→ Stated exercise:
Restate the entries below verbatim.

* Begin Records shown *

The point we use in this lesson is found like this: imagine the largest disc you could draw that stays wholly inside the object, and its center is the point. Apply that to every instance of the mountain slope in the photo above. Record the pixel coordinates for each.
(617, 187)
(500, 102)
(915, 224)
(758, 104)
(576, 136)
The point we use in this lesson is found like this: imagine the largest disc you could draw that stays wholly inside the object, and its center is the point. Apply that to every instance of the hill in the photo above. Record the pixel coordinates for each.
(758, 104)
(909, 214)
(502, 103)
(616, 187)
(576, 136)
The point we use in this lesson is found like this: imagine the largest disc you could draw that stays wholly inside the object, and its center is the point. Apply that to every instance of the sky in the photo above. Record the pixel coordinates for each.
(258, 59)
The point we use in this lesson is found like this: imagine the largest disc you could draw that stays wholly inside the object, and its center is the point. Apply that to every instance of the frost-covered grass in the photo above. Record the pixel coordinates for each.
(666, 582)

* End Records shown *

→ Written reply:
The point we use in this lesson is found like this: imagine the largest disc you could draw that stays wholly inside the object, and its center is the point. Apply that to every instance of the mountain slope in the photo above. Record the pixel coordinates for each.
(617, 187)
(500, 102)
(915, 224)
(758, 104)
(576, 136)
The point we use in this lesson is found like this: imagine the largest disc you could draw that stays wholly inside the object, and its center is the point. Apply that to every instance of the hill in the photo above. Record the pixel coordinates for each.
(758, 104)
(909, 214)
(502, 103)
(616, 187)
(576, 136)
The point we use in this lesson is found like this: imagine the largest disc you could draw that stays wholly inside the object, and its center is the point. Apply that to every instance of the sky in the photo above. Record the pixel coordinates for each.
(258, 59)
The point we use in this lesson is found like this: imagine the largest disc you could draw that stays wholly inside the object, and its center is the point. Apply that to every instance of the frost-covered grass in the photo above. Record the pixel coordinates for each.
(666, 582)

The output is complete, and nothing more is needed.